**What the task asks:**
Every line from the one with "Each instance of the woman's hand" through the final line of the data below goes in the answer, copied exactly. Pictures do not.

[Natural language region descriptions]
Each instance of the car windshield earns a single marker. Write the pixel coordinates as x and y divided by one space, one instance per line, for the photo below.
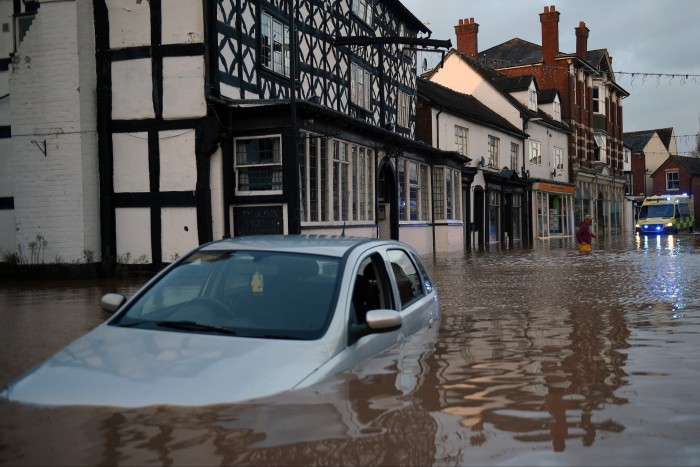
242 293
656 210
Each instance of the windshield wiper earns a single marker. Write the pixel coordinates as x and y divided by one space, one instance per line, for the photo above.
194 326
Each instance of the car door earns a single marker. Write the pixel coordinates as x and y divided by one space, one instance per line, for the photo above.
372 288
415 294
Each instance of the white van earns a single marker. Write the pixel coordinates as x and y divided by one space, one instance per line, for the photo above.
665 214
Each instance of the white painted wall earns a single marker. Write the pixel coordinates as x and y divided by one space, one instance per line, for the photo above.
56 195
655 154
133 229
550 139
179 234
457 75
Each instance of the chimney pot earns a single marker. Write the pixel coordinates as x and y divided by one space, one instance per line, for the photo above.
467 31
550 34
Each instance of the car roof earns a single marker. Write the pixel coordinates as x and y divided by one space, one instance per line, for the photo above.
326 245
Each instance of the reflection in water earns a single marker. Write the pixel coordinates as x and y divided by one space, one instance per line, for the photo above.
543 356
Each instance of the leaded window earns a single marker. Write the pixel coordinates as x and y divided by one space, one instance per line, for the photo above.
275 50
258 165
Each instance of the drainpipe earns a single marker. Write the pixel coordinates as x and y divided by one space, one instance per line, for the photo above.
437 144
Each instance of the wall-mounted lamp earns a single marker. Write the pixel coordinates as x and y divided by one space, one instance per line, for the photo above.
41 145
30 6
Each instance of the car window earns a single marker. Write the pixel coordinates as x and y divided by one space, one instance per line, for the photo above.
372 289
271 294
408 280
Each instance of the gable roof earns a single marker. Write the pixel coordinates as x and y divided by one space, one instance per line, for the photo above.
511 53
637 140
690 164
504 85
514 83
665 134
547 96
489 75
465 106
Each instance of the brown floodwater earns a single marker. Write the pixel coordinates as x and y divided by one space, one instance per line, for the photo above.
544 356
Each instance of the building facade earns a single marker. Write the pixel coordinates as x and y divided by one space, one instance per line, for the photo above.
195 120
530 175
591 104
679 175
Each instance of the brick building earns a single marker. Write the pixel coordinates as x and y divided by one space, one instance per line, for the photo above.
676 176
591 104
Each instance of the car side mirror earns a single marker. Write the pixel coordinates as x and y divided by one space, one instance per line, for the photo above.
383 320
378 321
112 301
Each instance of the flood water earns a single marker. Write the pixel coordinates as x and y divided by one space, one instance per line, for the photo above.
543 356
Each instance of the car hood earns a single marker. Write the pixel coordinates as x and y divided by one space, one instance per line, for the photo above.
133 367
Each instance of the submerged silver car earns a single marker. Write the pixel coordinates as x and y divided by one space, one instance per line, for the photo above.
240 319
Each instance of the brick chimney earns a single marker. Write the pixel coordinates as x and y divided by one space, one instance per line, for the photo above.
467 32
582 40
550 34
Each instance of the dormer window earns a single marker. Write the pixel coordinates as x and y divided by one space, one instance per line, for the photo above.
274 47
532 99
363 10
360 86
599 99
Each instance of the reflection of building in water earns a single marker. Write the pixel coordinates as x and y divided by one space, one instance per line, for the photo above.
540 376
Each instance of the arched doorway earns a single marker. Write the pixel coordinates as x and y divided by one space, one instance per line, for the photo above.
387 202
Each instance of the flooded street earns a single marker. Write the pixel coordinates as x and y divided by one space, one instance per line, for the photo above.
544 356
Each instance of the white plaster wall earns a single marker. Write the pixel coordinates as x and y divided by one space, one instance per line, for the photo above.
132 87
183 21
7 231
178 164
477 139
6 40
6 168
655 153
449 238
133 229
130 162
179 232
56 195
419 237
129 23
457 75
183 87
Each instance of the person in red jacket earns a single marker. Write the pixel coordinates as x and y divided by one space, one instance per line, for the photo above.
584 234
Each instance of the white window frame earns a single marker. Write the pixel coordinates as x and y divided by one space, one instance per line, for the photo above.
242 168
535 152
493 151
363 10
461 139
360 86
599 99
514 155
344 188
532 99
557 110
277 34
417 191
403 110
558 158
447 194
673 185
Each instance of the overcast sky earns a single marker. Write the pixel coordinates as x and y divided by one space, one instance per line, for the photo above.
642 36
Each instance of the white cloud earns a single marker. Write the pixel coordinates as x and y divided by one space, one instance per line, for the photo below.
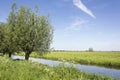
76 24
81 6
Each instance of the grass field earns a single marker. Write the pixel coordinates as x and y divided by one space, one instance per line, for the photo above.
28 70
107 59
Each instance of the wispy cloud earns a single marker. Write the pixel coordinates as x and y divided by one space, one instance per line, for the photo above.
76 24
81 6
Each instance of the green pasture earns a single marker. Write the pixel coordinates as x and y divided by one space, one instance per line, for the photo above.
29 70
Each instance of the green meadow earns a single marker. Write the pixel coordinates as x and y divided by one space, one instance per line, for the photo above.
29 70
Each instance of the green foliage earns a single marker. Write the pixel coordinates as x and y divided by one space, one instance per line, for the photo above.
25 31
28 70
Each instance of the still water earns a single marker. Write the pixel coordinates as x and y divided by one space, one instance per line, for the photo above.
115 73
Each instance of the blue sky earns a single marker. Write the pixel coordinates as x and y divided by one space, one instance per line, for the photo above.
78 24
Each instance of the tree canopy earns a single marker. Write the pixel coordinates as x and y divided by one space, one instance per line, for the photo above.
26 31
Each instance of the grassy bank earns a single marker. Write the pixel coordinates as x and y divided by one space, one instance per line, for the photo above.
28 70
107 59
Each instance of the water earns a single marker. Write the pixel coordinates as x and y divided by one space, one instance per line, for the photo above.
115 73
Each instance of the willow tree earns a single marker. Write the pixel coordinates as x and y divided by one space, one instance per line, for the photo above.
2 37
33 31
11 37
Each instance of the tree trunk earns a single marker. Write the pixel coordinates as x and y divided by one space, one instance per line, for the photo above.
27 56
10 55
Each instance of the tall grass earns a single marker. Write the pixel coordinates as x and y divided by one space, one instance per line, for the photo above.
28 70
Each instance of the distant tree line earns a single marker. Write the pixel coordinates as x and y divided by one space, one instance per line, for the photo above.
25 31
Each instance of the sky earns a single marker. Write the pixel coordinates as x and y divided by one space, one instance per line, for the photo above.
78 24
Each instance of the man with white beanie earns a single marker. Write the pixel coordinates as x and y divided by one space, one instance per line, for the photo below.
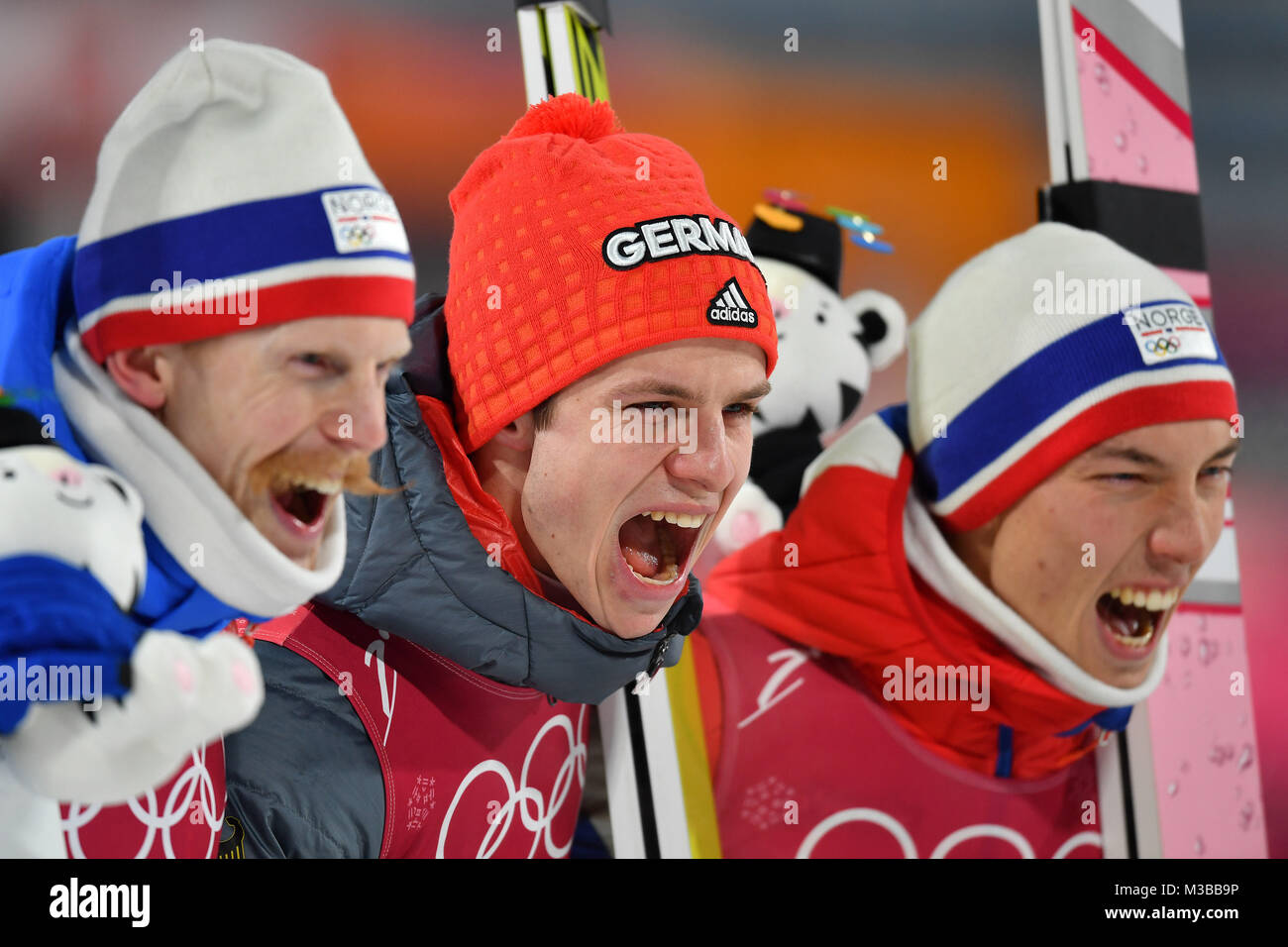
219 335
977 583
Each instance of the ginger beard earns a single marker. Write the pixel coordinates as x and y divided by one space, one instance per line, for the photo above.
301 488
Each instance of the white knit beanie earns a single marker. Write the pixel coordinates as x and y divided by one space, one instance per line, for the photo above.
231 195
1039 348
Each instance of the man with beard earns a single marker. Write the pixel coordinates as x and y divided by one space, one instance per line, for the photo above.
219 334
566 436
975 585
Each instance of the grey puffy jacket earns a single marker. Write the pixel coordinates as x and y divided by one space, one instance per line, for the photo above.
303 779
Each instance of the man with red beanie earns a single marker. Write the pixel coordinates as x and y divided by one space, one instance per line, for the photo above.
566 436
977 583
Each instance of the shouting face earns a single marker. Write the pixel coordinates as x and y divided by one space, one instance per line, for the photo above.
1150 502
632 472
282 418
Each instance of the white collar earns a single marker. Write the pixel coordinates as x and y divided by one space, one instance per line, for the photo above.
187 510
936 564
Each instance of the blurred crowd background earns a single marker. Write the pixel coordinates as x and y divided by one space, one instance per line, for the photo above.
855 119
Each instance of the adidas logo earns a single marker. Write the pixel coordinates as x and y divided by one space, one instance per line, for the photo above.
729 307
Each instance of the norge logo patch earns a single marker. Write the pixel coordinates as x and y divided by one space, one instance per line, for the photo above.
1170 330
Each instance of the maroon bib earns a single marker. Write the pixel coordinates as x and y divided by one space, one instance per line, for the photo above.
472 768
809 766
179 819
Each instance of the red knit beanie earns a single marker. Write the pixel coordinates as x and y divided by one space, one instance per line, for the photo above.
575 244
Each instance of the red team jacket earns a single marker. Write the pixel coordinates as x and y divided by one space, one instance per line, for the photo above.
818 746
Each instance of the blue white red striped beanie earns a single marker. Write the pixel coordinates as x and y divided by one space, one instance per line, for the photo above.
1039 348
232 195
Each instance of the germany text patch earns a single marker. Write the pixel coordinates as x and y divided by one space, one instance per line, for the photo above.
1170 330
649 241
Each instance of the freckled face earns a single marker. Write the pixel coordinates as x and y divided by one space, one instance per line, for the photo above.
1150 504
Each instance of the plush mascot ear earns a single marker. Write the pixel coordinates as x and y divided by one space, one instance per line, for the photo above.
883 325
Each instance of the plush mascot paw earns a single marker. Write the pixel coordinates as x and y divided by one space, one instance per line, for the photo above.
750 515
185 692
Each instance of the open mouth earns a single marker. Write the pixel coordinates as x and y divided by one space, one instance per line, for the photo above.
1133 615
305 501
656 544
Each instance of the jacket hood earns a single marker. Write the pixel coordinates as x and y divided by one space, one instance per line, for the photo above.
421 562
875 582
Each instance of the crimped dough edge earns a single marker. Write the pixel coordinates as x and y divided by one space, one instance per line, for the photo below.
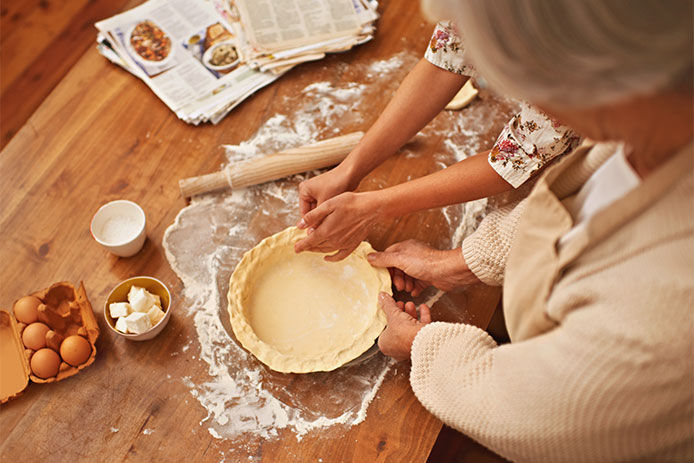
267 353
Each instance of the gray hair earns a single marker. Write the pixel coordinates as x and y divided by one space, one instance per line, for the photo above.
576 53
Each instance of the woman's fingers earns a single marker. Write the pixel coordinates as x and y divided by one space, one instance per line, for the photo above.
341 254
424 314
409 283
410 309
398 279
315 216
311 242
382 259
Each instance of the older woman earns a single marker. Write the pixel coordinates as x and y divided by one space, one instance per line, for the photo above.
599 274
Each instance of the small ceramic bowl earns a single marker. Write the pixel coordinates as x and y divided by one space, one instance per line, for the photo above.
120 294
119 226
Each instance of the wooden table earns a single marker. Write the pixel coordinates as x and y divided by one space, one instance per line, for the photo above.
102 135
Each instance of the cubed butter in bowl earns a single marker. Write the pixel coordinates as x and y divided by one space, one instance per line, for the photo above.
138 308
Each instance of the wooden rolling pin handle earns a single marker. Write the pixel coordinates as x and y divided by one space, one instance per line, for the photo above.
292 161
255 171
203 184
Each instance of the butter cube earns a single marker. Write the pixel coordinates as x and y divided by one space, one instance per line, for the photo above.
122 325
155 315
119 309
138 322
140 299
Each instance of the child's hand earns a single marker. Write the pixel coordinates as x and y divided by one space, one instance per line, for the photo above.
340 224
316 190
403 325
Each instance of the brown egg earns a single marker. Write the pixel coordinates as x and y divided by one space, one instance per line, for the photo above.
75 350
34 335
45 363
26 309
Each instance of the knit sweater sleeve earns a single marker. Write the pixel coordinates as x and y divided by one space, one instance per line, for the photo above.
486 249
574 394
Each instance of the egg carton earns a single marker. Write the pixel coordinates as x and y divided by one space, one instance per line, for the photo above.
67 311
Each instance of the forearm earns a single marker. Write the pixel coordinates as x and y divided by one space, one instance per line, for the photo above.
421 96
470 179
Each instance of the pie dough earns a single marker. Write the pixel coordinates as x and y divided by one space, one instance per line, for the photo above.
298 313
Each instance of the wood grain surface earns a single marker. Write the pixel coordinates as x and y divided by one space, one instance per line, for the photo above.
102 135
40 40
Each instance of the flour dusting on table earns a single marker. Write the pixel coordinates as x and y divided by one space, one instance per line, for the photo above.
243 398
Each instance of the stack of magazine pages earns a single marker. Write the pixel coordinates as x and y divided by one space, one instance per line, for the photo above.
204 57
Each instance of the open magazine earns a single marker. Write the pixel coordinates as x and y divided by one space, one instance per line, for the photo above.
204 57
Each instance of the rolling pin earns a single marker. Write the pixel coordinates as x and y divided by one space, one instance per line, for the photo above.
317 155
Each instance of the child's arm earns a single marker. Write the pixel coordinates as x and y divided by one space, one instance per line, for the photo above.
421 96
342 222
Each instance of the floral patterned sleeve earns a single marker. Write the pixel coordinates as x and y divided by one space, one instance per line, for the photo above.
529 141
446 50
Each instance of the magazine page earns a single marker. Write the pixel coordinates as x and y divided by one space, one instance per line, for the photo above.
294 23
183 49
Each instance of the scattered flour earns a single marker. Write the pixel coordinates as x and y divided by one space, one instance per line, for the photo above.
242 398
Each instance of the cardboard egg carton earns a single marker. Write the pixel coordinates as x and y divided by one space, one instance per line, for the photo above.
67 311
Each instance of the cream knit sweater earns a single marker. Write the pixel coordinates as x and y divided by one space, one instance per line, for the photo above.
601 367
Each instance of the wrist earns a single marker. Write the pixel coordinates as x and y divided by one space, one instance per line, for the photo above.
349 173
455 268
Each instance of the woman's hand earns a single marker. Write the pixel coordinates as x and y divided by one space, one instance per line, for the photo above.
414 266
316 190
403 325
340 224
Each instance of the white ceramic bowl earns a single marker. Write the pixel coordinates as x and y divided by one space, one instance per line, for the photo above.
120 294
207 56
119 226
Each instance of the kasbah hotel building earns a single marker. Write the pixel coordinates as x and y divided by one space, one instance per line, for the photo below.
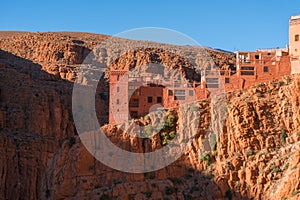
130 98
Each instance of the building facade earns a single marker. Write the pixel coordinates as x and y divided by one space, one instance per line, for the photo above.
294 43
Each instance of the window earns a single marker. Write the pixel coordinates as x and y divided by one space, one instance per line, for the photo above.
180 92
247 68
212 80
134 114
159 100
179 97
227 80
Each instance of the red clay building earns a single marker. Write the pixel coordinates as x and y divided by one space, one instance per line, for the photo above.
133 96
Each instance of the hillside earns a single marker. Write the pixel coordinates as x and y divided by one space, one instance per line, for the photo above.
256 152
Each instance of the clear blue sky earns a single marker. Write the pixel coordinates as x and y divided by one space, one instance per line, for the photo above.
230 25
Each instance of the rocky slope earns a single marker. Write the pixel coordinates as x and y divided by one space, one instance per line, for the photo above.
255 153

**Result:**
Each instance of the woman's hand earns a single marker. Write the pixel coordinates as x and y divided by one space, one instance per line, for the photo above.
414 266
316 190
403 325
340 224
Each instance of the white ceramic bowl earns a single marker. Write the pixel coordinates as x and y divided by one space, one instance per line, for the photo above.
120 294
207 56
119 226
Each instance of the kasbah hotel building earns a single marker. Write the pixel coordinates as x and y divided by one space, one instance per line, for the photo below.
130 98
Each instance of the building facade earns a single marker. Write the pixel coordinates as x and y divided by one space, one instance per line, for the photo above.
294 43
Each instance of the window earns a single marker. Write the pixel coordinates as x and y divided by one space, one instance per line, for the photo above.
180 92
247 68
212 80
134 114
159 100
179 97
227 80
Each instance of the red clay building earns a single marker. Write the pixel coordinates as x and y divided by one space, one instance per line, for the photo above.
133 96
Each instance of the hillside earns a single marker. Write the pixel coordinates as x and y divided by one space, one instance per line, for the photo above.
256 152
Each instance of the clear blue sky earns a single marker. Write the pixel coordinates as x and y divided by one space, one instance per line, for the photo above.
230 25
Each instance of the rocky slope earns a single marker. Write the pixel coordinates as x and y divided by one space, one instance per line, for the photo above.
255 153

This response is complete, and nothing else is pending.